— BEGIN SOURCE RECORDS —
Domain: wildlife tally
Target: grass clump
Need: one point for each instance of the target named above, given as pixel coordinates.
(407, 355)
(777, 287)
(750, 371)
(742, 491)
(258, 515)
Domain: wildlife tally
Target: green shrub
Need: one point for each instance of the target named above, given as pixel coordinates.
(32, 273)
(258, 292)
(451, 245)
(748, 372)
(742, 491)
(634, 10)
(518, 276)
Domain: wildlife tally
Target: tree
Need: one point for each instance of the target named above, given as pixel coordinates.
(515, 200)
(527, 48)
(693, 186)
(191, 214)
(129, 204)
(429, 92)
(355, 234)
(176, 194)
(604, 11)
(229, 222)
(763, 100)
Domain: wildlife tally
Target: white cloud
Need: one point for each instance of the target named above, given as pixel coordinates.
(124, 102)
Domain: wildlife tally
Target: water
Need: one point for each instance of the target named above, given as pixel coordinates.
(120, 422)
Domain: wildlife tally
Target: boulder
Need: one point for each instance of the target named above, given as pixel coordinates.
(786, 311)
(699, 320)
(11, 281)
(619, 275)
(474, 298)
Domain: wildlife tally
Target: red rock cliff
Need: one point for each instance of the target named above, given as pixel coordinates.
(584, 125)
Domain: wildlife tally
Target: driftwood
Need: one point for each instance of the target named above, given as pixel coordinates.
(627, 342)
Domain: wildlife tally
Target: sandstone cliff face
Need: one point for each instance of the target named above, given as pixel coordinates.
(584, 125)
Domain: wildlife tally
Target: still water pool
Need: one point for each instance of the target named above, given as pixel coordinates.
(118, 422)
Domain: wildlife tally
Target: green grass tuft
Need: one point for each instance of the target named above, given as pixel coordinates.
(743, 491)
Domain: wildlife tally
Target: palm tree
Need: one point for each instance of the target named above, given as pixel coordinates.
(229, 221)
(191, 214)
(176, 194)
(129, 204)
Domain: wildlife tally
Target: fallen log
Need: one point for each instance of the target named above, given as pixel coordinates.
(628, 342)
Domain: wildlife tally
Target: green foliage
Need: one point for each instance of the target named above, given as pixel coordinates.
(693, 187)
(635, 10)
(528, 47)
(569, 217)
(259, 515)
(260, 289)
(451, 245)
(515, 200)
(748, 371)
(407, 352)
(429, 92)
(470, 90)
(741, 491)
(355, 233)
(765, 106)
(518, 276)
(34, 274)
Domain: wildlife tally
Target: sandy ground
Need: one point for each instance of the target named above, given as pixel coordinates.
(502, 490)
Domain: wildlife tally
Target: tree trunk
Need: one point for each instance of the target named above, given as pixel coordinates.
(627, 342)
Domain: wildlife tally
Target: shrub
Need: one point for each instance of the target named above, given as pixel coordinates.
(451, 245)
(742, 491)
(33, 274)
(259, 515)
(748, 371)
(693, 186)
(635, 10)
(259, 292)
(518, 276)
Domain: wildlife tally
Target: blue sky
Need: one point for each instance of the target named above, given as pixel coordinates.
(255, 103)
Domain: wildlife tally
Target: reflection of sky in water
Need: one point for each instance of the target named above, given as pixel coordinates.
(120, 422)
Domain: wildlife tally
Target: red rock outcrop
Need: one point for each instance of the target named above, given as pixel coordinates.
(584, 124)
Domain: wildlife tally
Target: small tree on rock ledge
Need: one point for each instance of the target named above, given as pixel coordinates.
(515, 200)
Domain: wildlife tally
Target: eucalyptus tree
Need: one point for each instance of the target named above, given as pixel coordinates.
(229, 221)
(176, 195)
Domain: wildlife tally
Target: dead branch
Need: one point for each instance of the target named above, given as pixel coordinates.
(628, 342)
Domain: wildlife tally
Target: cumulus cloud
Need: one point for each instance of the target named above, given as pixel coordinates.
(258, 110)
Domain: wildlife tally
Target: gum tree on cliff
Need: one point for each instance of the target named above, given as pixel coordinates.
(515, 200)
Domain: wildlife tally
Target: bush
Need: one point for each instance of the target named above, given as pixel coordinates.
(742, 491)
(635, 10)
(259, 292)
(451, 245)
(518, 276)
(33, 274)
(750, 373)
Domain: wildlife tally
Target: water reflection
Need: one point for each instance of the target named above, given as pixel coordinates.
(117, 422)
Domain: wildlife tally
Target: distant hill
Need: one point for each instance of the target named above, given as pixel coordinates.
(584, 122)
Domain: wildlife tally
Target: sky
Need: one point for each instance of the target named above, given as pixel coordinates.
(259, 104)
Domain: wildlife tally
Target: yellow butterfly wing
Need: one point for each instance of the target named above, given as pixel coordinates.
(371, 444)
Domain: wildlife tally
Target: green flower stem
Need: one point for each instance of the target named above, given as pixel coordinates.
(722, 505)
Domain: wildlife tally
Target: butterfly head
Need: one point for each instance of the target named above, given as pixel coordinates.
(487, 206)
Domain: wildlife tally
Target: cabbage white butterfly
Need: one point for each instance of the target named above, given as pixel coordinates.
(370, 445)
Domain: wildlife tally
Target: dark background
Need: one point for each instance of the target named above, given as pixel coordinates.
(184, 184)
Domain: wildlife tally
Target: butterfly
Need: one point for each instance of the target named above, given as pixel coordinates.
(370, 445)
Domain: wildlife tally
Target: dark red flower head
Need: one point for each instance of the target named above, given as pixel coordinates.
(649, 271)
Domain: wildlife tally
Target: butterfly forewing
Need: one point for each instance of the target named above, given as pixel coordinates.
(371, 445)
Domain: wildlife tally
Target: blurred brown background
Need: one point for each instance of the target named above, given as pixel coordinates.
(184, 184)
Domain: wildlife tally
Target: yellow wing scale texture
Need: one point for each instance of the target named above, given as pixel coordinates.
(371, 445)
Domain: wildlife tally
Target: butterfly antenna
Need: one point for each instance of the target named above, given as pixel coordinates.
— END SOURCE RECORDS —
OBJECTIVE.
Each record must be returned exactly as it is written.

SOLUTION FOR THIS PROBLEM.
Domain: wildlife tally
Target: grass clump
Need: one point for each instance of the target named above, given as pixel coordinates.
(407, 355)
(777, 287)
(750, 371)
(742, 491)
(258, 515)
Domain: wildlife tally
Target: green shrub
Need: one point for each instance of the target named above, given as pixel coordinates.
(32, 273)
(258, 292)
(451, 245)
(748, 372)
(742, 491)
(634, 10)
(518, 276)
Domain: wildlife tally
Target: tree
Need: one point for each instance of the target named above, given as pixel coordinates.
(515, 200)
(527, 48)
(693, 186)
(191, 214)
(129, 204)
(429, 92)
(355, 234)
(176, 194)
(604, 11)
(229, 222)
(763, 100)
Domain: wildlife tally
Target: white cloud
Need: one point for each instance of the target named above, given as pixel coordinates.
(124, 102)
Domain: wildlife tally
Target: water
Need: one point for each instance of the target named above, given as pixel coordinates.
(120, 422)
Domain: wildlife tally
Target: boulder
Need: one point for each instance of the target named above, given as pixel coordinates.
(786, 311)
(699, 320)
(11, 281)
(619, 275)
(474, 298)
Domain: wildlife tally
Target: red rock cliff
Need: one point for each instance of the target named above, given as pixel coordinates.
(584, 125)
Domain: wildlife tally
Target: driftwood
Need: one point for each instance of the target named above, given as pixel coordinates.
(627, 342)
Domain: wildlife tally
Target: sandstone cliff face
Need: one point for each instance of the target named above, given as pixel coordinates.
(584, 125)
Domain: wildlife tally
Target: still water pool
Need: one point for each instance of the target named above, given as pixel coordinates.
(118, 422)
Domain: wildlife tally
Target: green grass tuft
Need: one point for each instance of the target named above, given as pixel coordinates.
(743, 491)
Domain: wildlife tally
Target: palm tree
Need: one point for each instance of the target named above, given as pixel coordinates.
(229, 221)
(191, 214)
(176, 194)
(129, 204)
Domain: wildlife tally
Target: fallen log
Need: one point for each instance of the target named above, given as pixel coordinates.
(628, 342)
Domain: wildlife tally
Target: green foliage
Need: one point for each instance of the target named above, given as pixel coordinates.
(693, 187)
(635, 10)
(528, 47)
(569, 217)
(259, 515)
(260, 289)
(451, 245)
(515, 200)
(748, 371)
(407, 352)
(429, 92)
(470, 90)
(741, 491)
(355, 233)
(765, 106)
(518, 276)
(34, 274)
Domain: wildlife tally
Target: sandy ground
Need: one point for each instance of the target named above, given as pixel coordinates.
(502, 490)
Domain: wildlife tally
Target: tree trunk
Need: one point for each instance of the target named above, given as pixel coordinates.
(627, 342)
Domain: wildlife tally
Target: shrub
Need: one point for each instance of the target named above, given as pixel coordinates.
(451, 245)
(742, 491)
(33, 274)
(259, 515)
(748, 371)
(693, 186)
(635, 10)
(259, 292)
(518, 276)
Domain: wildlife tally
Target: blue sky
Need: one point for each instance of the target named above, given as pixel coordinates.
(255, 103)
Domain: wildlife tally
Target: reflection of sky in water
Need: one point for each instance of the target named above, given as pixel coordinates.
(120, 422)
Domain: wildlife tally
Target: red rock outcrop
Need: one point for each instance of the target named above, given as pixel coordinates.
(584, 124)
Domain: wildlife tally
Target: small tree on rock ledge
Need: one point for each instance of the target named above, given as pixel coordinates.
(515, 200)
Domain: wildlife tally
Target: eucalyptus tree
Need: one point for each instance of the target named above, given as pixel coordinates.
(229, 221)
(176, 195)
Domain: wildlife tally
Target: dead branch
Need: one point for each instance of the target named above, given as pixel coordinates.
(628, 342)
Domain: wildlife tally
Target: cumulus cloud
Need: one point for each instance of the target named above, given as pixel coordinates.
(258, 110)
Domain: wildlife tally
Target: gum tree on cliff
Need: one point for each instance of the target named above, given as pixel coordinates.
(515, 200)
Domain: wildlife tally
Target: bush
Need: one point for each instance of the target named above, given as pixel coordinates.
(742, 491)
(635, 10)
(259, 292)
(451, 245)
(518, 276)
(33, 274)
(750, 373)
Domain: wildlife tally
Target: water reflection
Need: one point for each instance of the target named above, given as pixel coordinates.
(117, 422)
Domain: wildlife tally
Target: distant hill
Need: one point for each instance of the target named above, given as pixel coordinates.
(584, 122)
Domain: wildlife tally
Target: sky
Need: one point for each instance of the target named above, given as pixel coordinates.
(259, 104)
Domain: wildlife tally
Target: yellow butterfly wing
Need: one point for each instance of the target named above, given as pixel coordinates.
(371, 444)
Domain: wildlife tally
Target: green flower stem
Need: one point for each instance of the target named above, given as pixel coordinates.
(722, 505)
Domain: wildlife tally
Target: butterfly head
Need: one point for each instance of the target named above, given as pixel coordinates.
(487, 206)
Domain: wildlife tally
Target: cabbage white butterfly
Need: one point for each instance of the target named above, given as pixel coordinates.
(370, 445)
Domain: wildlife tally
Target: dark background
Need: one point for each instance of the target named above, given as pixel coordinates.
(184, 184)
Domain: wildlife tally
Target: butterfly
Need: one point for each instance of the target named above, given as pixel coordinates.
(370, 445)
Domain: wildlife tally
Target: dark red flower head
Need: one point for each instance of the target named above, given as pixel coordinates.
(649, 271)
Domain: wildlife tally
Target: butterfly forewing
Need: one point for each instance of the target named above, given as pixel coordinates.
(371, 445)
Domain: wildlife tally
Target: blurred brown background
Need: one point for each instance of the target named above, given as pixel coordinates.
(184, 184)
Domain: wildlife tally
Target: yellow wing scale texture
Need: one point for each instance of the target named above, given as pixel coordinates.
(371, 445)
Domain: wildlife tally
Target: butterfly antenna
Need: one point for each instance of the target named above, given as pixel coordinates.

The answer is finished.